## DATA RECORDS
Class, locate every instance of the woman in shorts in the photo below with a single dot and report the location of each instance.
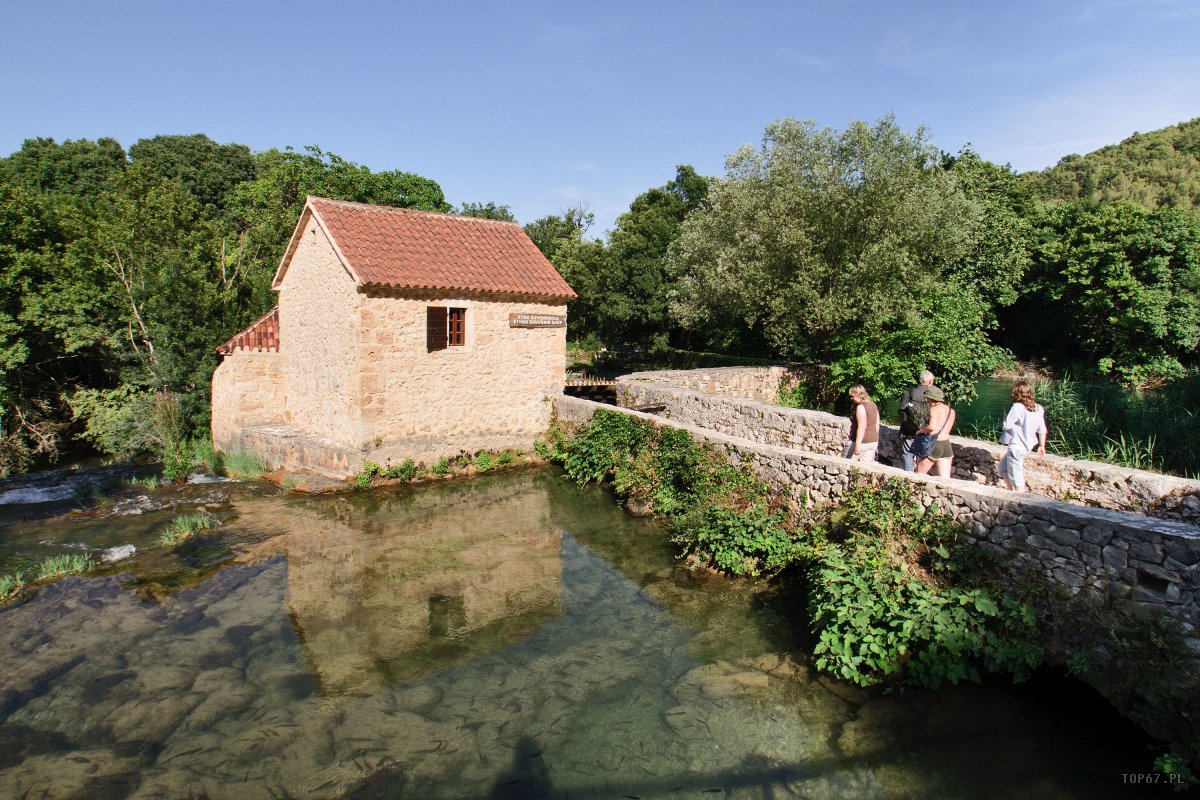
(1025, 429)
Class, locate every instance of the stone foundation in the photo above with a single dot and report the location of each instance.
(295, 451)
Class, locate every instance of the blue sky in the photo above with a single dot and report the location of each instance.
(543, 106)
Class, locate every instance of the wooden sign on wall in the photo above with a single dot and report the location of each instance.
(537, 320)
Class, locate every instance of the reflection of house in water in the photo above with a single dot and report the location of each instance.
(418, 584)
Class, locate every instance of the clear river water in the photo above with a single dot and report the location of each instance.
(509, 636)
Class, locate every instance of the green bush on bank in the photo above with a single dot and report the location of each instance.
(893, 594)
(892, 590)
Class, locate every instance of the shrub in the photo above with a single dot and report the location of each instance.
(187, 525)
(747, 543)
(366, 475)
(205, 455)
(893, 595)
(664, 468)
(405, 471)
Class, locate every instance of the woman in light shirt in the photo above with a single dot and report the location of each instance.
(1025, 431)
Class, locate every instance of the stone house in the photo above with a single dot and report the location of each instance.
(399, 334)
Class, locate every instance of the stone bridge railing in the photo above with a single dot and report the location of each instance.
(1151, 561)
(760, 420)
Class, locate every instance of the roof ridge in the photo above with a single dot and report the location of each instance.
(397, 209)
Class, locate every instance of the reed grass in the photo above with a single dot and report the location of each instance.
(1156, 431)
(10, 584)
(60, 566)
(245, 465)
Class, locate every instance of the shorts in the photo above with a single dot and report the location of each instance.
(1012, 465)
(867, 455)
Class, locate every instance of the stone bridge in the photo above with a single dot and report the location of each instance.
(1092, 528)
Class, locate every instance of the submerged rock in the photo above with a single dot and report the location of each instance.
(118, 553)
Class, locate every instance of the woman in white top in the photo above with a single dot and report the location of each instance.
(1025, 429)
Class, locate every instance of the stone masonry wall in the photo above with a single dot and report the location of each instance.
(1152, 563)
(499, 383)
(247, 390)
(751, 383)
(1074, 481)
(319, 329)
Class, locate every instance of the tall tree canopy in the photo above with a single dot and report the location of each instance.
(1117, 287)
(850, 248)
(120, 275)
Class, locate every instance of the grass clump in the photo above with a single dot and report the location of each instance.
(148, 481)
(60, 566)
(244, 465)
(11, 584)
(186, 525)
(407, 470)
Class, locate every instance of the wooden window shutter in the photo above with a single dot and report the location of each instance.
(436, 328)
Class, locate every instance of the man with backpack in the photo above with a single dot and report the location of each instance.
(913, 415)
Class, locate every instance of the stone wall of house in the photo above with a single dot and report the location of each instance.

## TASK INSTRUCTIONS
Restate each line of the records exactly; pictures do not belong in the copy.

## TASK ANSWER
Class, locate every instance of the woman in shorts in the photo below with a single dot and report the location of each instance.
(1025, 429)
Class, locate every instance of the stone foundation in the photo above with a single dot and report the location of each instance.
(295, 451)
Class, locate every instance of the blue sky in the photo above with a single dot and report the location of each instance.
(543, 106)
Class, locate every instance of the wooden sign on wall in the photo above with a single dot and report the location of each instance.
(537, 320)
Class, locate every instance of the reflection of house in water in the photo above with a single dot and report the location of each instance.
(418, 584)
Class, locate every instance of the clear river water in the photo above with a single dot and report the location of each instance.
(509, 636)
Class, locate every instance of the green bush on bank in the photo above with a single dot and report the location of each instance.
(893, 594)
(892, 590)
Class, locate every instance of the shrub in the photo above with a single dot and report the location of each instance.
(187, 525)
(747, 543)
(366, 475)
(205, 455)
(893, 595)
(664, 468)
(405, 471)
Class, locate every instance of the woman in light shirt in the photo above with a single dot and report the location of each instance.
(1025, 431)
Class, locate every instance of the stone house in the photo above with a single dot and report the location of each instance.
(399, 334)
Class, locate every instance of the stone bridge railing in the photo above with a single dot and report the location of each instance.
(1151, 561)
(760, 420)
Class, locate every instance of the roof ridge in the photo above with a single dot and report the location of each instance.
(397, 209)
Class, locate every instance of the reed grass in the photo above with a single dot and report the location of each instance.
(1156, 431)
(10, 584)
(60, 566)
(245, 465)
Class, locate every instance of the shorts in the photo above with a single dot and report the location of each instance.
(1012, 465)
(867, 455)
Class, locate every instance of the stone bridge in the photo above with a single dot and report the location of each instance.
(1092, 528)
Class, locate every instance of the submerged rock in the photo above with a single dot and report the location of each instance.
(118, 553)
Class, locate every instance of the woman in white top in the photo above with a single dot and report the location of each instance.
(1025, 429)
Class, locate every instance of the stone masonry wall in the photo above with a single dot and report the location of each instance.
(1152, 563)
(499, 383)
(247, 390)
(751, 383)
(1074, 481)
(319, 329)
Class, locate every instance of the tall tree canopy in the photo above with a single dot and report the location of each instance.
(1117, 287)
(850, 248)
(120, 275)
Class, locate every instance of the grass clump in the photo above with a single dot and report the location of each instance.
(148, 481)
(60, 566)
(244, 465)
(11, 584)
(186, 525)
(407, 470)
Class, locate every instance of the wooden window shutter in the photo above with a single dot and report the location of each instance.
(436, 328)
Class, locate every instance of the man with backpack in the photo above with a single dot and report the location of each instance.
(913, 415)
Class, locate every instance of the stone wall of house in the photo above with a single dot and report the location of each instance.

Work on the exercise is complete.